:: Task instructions ::
• 1. Summarize the mailing-list reply about unit tests in two sentences.
• 2. In one to three sentences, explain why the mailing-list reply about unit tests says replication-related tests are flaky.
• 3. Write the next few sentences of the mailing-list reply about unit tests, starting after its last line.

Re: What is the situation for our UTs now?

Posted by Stack <st...@duboce.net>.
On Wed, Mar 4, 2020 at 3:42 AM 张铎(Duo Zhang) <pa...@gmail.com> wrote:

> And speak a little more on increasing the forkCount. In fact, the test
> category is not too rough. The LargeTests just means the test will run a
> bit long, does not mean it will consume more resources. Maybe the tests
> just have lots of Thread.sleep so we declare it as LargeTests.
>
>
I've done a few passes on test categorization of late. The notion had
rotted pretty bad but should be cleaned up now.


> What I can see is that, all the replication related tests are flaky now.
> This is reasonable. In replication tests, usually we have to set up at
> least two mini clusters, and the replication system itself will make use of
> lots of threads. So if you run several replication related tests together,
> it will easy to overload and cause the UTs to timeout or OOM.
>
>
We have at least one test that makes four clusters inside the one JVM.

Yeah, the resource usage in general needs weeding.

Perhaps you are arguing that we just let the state of tests as they are?
That we let long tests run in series in case two or more might run together
and fail because they are profligate in their resource use?

:: Items ::

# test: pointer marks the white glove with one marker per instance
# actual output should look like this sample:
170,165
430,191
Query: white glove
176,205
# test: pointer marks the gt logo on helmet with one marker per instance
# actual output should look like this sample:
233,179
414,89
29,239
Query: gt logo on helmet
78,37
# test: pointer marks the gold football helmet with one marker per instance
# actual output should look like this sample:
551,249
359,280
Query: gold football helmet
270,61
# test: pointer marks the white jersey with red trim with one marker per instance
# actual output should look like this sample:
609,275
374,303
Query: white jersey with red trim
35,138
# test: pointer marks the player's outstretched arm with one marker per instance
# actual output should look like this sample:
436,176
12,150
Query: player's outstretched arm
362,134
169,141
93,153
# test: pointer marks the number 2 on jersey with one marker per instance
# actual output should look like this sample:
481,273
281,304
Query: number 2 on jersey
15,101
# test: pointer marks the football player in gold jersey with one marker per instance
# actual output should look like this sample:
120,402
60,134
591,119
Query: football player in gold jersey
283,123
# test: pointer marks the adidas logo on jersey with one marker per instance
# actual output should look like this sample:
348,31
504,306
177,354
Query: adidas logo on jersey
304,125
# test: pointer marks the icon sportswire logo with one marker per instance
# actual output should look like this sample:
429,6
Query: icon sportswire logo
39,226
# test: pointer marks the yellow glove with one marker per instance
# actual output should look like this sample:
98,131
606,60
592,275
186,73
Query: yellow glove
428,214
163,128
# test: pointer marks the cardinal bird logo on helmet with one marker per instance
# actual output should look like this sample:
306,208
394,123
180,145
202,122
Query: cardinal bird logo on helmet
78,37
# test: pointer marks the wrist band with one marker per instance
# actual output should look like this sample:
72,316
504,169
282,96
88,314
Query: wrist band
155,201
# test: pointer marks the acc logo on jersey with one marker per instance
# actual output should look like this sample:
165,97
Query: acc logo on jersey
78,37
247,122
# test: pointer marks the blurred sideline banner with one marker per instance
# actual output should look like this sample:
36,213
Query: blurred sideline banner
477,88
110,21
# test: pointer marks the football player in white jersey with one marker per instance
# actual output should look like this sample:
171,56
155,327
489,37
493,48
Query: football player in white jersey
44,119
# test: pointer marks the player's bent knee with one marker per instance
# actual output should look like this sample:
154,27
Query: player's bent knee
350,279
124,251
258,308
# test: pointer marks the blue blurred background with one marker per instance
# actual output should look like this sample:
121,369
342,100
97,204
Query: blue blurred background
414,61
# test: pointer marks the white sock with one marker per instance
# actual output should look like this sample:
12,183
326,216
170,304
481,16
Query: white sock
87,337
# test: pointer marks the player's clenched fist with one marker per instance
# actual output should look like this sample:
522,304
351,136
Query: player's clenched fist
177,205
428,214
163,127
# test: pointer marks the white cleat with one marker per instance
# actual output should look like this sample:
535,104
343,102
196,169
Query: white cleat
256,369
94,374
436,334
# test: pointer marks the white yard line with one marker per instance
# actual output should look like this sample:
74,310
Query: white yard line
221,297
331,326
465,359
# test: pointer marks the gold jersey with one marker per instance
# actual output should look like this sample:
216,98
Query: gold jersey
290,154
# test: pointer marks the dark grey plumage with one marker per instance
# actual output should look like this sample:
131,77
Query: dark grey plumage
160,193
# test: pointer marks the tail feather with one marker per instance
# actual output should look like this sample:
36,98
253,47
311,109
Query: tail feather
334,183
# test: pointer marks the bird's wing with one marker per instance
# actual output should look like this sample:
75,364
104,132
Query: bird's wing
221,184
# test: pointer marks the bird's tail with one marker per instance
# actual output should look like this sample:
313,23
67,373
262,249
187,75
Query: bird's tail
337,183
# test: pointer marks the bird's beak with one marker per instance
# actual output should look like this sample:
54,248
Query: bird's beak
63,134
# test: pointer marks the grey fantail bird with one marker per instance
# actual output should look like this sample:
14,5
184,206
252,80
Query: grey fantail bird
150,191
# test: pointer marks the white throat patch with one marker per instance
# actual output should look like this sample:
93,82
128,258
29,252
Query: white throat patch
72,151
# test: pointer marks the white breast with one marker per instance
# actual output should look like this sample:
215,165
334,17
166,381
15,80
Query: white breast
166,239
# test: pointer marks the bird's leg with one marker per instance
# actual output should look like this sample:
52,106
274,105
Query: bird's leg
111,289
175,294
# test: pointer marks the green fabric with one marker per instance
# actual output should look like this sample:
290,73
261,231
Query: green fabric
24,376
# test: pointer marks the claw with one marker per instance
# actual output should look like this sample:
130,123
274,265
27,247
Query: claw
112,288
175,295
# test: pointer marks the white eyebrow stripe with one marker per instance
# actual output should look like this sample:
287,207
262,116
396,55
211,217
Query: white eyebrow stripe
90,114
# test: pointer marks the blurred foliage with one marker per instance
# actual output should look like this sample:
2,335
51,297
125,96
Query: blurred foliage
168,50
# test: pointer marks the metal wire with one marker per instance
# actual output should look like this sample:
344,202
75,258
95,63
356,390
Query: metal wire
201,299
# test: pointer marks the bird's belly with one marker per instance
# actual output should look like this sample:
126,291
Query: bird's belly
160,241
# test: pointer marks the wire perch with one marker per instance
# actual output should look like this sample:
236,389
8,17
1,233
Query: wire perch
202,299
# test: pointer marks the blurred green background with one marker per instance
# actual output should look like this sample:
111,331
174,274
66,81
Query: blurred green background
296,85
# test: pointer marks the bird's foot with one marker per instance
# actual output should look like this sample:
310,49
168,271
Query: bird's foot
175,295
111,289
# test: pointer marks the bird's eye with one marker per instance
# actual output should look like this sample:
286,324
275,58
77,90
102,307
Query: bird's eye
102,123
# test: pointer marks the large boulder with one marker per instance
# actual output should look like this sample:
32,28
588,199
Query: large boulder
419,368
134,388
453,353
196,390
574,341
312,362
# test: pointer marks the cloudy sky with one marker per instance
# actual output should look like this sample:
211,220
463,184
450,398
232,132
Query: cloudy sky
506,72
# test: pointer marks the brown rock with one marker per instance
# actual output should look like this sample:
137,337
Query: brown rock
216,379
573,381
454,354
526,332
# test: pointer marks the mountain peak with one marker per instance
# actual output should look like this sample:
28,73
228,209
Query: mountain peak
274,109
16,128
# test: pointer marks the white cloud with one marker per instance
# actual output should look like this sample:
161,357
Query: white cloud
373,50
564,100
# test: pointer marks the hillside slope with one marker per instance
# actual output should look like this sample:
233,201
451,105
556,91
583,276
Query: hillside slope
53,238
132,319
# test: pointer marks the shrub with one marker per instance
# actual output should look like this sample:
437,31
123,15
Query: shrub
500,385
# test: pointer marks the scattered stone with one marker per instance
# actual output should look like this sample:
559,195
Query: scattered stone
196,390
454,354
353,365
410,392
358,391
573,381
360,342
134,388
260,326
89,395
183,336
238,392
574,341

:: Responses per task ::
• 1. Duo Zhang notes that the LargeTests category only means a test runs long, not that it uses more resources, and that replication tests are flaky because they set up several mini clusters and many threads, so running them together can cause timeouts or OOM. Stack says the test categorization has recently been cleaned up, mentions one test that makes four clusters in one JVM, agrees that resource usage needs weeding, and asks whether the suggestion is to keep running long tests in series.

• 2. Replication tests usually have to set up at least two mini clusters, and the replication system itself uses many threads. When several of these tests run together, they can easily overload the machine, which causes the tests to time out or fail with OOM.

• 3.
> So, again, let's do this on a feature branch. It is fine to mess things up
> on a feature branch. You can do everything you want as the intermediate
> state does not effect others. On master and branch-2 it is another story. I
> do not think this should be a blocker for 2.3.0 or 3.0.0.
>
> See previous note.

Thanks,
S


> Thanks.
>
> 张铎(Duo Zhang) <pa...@gmail.com> 于2020年3月4日周三 下午7:34写道:
>
> > Due to the resource limit I do not think it is a good idea to increase
> the
> > forkCount...
> >
> > FWIW, can we do this on a feature branch and move master and branch-2
> back?
> >
> > See here
> >
> > https://github.com/apache/hbase/pull/1221
> >
> > We tried several times and always got a large amount of failed UTs which
> > are not related to the patch. And we even excluded hundreds of UTs due to
> > the flaky list!
> >
> > This makes it almost impossible to contribute to the project. Even after
> > several tries we get a green result, due to the excluded hundreds of UTs,
> > no one know if the patch breaks something.
> >
> > Thanks.
> >
> > Stack <st...@duboce.net> 于2020年3月4日周三 下午2:55写道:
> >
> >> Upstream branch-2 and master nightlies don't look too bad currently.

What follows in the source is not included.